Que había una continuidad conceptual, más que un contraste claro entre las ideas de hegemonía y de imperio en la Grecia clásica, era algo arraigado en los significados de ambos. En el primer estudio erudito de la primera, de Hans Schaefer, escrito al final de la República de Weimar, se mostraba que la hegemonía era, de hecho, el liderazgo libremente concedido por los miembros de una liga, pero como comisión específica, no como una autoridad general; lo que le correspondía era el mando en el campo de batalla[7]. Su dominio de aplicación era la guerra, no la paz; pero dado que el mando militar es el más imperativo de todos los tipos de liderazgo la hegemonía era desde el principio el ejercicio de un poder incondicional. Ese poder era temporal y limitado. Pero ¿qué podría ser más natural o predecible que un hegemón, una vez elegido, lo ampliara en duración y ámbito?[8] Si la hegemonía era intrínsecamente inflable en un extremo del espectro del poder, el arjê era constitutivamente ambiguo en el otro, traducible según el contexto (o la inclinación del traductor) como mando neutral o imperio dominante. En la retórica del siglo V a.C., las asociaciones del primero con el consentimiento y del segundo con la coerción estaban tácticamente disponibles, pero la superficie de deslizamiento entre ellos impedía una demarcación estable.

En el siglo IV a.C. todo esto cambió. Después de la derrota en la Guerra del Peloponeso, la oratoria ateniense, incapaz de exaltar el imperio como antes, revalorizó las virtudes de la hegemonía, ahora adecuadamente moralizada como ideal de los debilitados. Isócrates, llamando a los griegos a unirse una vez más contra Persia bajo el liderazgo de Atenas, reclamaba la hegemonía de esta exaltando sus méritos culturales y los beneficios que estos habían conferido históricamente a otros, sobre todo sus bendiciones en filosofía, elocuencia y educación. Su panegírico es la reivindicación más sistemática que se encuentra en la literatura de la hegemonía como preeminencia libremente reconocida, pero ni siquiera esta podía prescindir de un contrapunto revelador: los griegos también debían estar profundamente agradecidos [a Atenas] por el «gran imperio» del que habían disfrutado[9]. Veinticinco años de reveses y humillaciones después, abogando por la paz con unos aliados que se habían alzado contra la dominación de Atenas, Isócrates lamentaba que «codiciamos un imperio que no es ni justo ni sostenible ni ventajoso para nosotros», cuya porfía en la Guerra del Peloponeso había causado «más y mayores desastres» a la ciudad que todo el resto de su historia[10]. Para entonces, tras abandonar el arjê, había sublimizado enteramente la hegemonía en su himno al logos, donde se convertía en el poder de la palabra sobre todas las cosas –hapantôn hêgemona logon– de cuya autoridad era portador[11]. En el mundo real, su final fue el opuesto más radical, en la figura del rey, a quien había solicitado que aplacara la resistencia aplastada ofrecida por la ciudad-Estado al gobierno macedonio. Por la fuerza de la conquista, Filipo se convirtió en el «hegemón de Grecia», formalmente instalado como tal en Corinto[12].

--

▶ [TAREAS]
1. Presenta en forma de lista los datos principales del párrafo del texto que comienza con «Que había una continuidad conceptual».
2. Continúa el texto sobre la hegemonía y el imperio en la Grecia clásica a partir de su última oración.
Los registros son material independiente del texto.

▶ [Registros de datos guardados]
--

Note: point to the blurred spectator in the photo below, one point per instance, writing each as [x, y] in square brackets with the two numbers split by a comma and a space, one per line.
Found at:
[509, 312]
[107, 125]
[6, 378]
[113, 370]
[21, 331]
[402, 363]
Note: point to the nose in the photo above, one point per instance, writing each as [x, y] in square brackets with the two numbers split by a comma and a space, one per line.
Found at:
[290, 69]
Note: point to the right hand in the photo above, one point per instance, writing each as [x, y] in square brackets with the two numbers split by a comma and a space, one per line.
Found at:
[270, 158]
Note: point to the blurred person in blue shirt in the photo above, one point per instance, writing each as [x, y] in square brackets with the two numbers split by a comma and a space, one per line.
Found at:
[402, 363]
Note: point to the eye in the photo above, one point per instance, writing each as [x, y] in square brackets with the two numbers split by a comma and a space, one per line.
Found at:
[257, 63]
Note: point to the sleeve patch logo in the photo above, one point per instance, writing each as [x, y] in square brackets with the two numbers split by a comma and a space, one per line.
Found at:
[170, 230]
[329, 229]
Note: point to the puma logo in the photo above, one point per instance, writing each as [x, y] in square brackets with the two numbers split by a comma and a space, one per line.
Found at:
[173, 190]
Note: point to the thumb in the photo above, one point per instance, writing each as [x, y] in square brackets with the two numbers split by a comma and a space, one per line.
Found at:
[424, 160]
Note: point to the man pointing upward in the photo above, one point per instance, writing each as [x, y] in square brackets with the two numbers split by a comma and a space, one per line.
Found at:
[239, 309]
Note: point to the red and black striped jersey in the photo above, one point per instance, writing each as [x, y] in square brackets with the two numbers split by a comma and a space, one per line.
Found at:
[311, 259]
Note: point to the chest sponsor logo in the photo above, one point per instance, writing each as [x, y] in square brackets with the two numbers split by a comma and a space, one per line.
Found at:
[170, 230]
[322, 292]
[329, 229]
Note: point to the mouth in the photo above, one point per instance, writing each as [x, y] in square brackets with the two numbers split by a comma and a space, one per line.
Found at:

--

▶ [RESPUESTAS POR TAREA]
1.
- En la Grecia clásica, las ideas de hegemonía y de imperio mostraban más continuidad conceptual que contraste, algo arraigado en los significados de ambas.
- El primer estudio erudito sobre la hegemonía, de Hans Schaefer, se escribió a finales de la República de Weimar. Mostró que era un liderazgo concedido libremente por los miembros de una liga como comisión específica, no como autoridad general.
- A la hegemonía le correspondía el mando en el campo de batalla. Se aplicaba a la guerra, no a la paz.
- Como el mando militar es el más imperativo de los liderazgos, la hegemonía fue desde el principio un poder incondicional, aunque temporal y limitado.
- Era natural y predecible que un hegemón, una vez elegido, ampliara ese poder en duración y ámbito.
- El arjê era constitutivamente ambiguo: según el contexto o la inclinación del traductor, se traducía como mando neutral o como imperio dominante.
- En la retórica del siglo V a.C. estaban disponibles tácticamente las asociaciones con el consentimiento y con la coerción. Sin embargo, el deslizamiento entre ambos términos impedía una demarcación estable.

2.
Retrospectivamente, Aristóteles escribiría sobre Atenas y Esparta que «cada uno de los dos Estados que fueron hegemónicos en Grecia tomó su forma de gobierno como norma y la impuso a otras ciudades, en un caso las democracias y en el otro las oligarquías, sin tener en cuenta el interés de las ciudades, sino sólo su propia ventaja», hasta que se convirtió en «un hábito del pueblo de las distintas ciudades no desear la igualdad, sino pretender la supremacía o resignarse a la obediencia cuando son venci­dos»[13]. Con otras palabras, la hegemonía era intrínsecamente intervencionista. Los artículos de la Liga de Corinto, que también era nominalmente una alianza entre iguales, iban más allá de cualquier precedente, como correspondía al poder autocrático de Filipo, al autorizar al hegemón emprender acciones contra cualquier cambio en la constitución de una ciudad y proscribir específicamente «la confiscación de propiedades, redistribución de tierras, cancelación de deudas y liberación de esclavos con fines revolucionarios». Hasta George Cawkwell, el principal historiador moderno de la carrera de Filipo y admirador incondicional del rey, se vio obligado a preguntarse: «¿Se congeló la sociedad griega a partir de 337? ¿Y en interés de quién o quiénes? ¿Iban a estar en el poder para siempre los colaboracionistas con Macedonia?»; a continuación insta a una «atenuación de ese juicio tan severo», ya que, después de todo, «la entronización de Filipo en 337 seguía siendo popular»[14]. Al concluir que «es en el papel del hegemón donde hay que buscar el verdadero secreto de la Liga de Corinto», podía estar diciendo más de lo que pretendía.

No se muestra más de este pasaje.